Natural-language object grounding data
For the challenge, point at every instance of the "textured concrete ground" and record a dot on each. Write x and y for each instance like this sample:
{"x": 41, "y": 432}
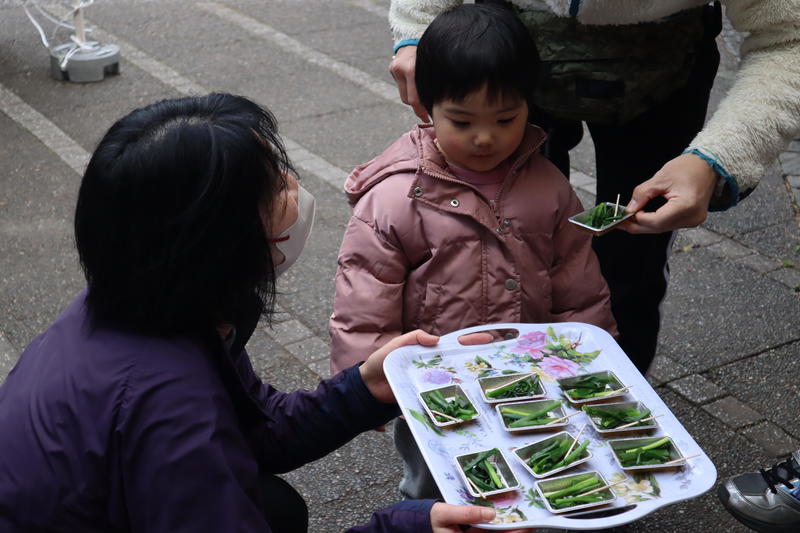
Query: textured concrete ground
{"x": 728, "y": 354}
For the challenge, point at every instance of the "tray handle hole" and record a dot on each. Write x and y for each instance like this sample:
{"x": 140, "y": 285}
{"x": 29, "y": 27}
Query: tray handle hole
{"x": 613, "y": 511}
{"x": 497, "y": 335}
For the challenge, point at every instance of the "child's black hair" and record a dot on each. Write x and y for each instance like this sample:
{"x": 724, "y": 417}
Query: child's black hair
{"x": 473, "y": 45}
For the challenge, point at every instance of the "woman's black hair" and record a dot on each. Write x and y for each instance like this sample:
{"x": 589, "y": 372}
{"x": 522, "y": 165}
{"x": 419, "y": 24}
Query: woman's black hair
{"x": 167, "y": 223}
{"x": 471, "y": 46}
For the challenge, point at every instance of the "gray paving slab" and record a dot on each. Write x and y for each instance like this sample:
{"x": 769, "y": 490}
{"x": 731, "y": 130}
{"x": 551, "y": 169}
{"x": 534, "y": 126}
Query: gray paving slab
{"x": 789, "y": 276}
{"x": 276, "y": 366}
{"x": 767, "y": 383}
{"x": 367, "y": 40}
{"x": 87, "y": 110}
{"x": 696, "y": 237}
{"x": 732, "y": 412}
{"x": 759, "y": 263}
{"x": 349, "y": 138}
{"x": 290, "y": 87}
{"x": 665, "y": 369}
{"x": 767, "y": 204}
{"x": 790, "y": 162}
{"x": 731, "y": 454}
{"x": 779, "y": 240}
{"x": 8, "y": 358}
{"x": 716, "y": 311}
{"x": 696, "y": 388}
{"x": 39, "y": 267}
{"x": 772, "y": 438}
{"x": 313, "y": 17}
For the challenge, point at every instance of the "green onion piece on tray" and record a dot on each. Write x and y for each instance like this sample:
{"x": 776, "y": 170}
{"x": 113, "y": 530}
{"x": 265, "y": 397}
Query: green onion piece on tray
{"x": 455, "y": 408}
{"x": 554, "y": 455}
{"x": 575, "y": 487}
{"x": 589, "y": 387}
{"x": 602, "y": 215}
{"x": 612, "y": 418}
{"x": 655, "y": 453}
{"x": 517, "y": 418}
{"x": 523, "y": 387}
{"x": 482, "y": 471}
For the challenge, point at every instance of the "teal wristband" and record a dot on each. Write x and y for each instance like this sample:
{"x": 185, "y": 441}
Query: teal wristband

EXERCISE AIM - When you find a line in the records that contains the word "teal", copy it.

TASK RESPONSE -
For the challenge, point at every instance of the "teal wristband" and record a dot on each. Write x and y for each instance like this sample:
Query: teal wristband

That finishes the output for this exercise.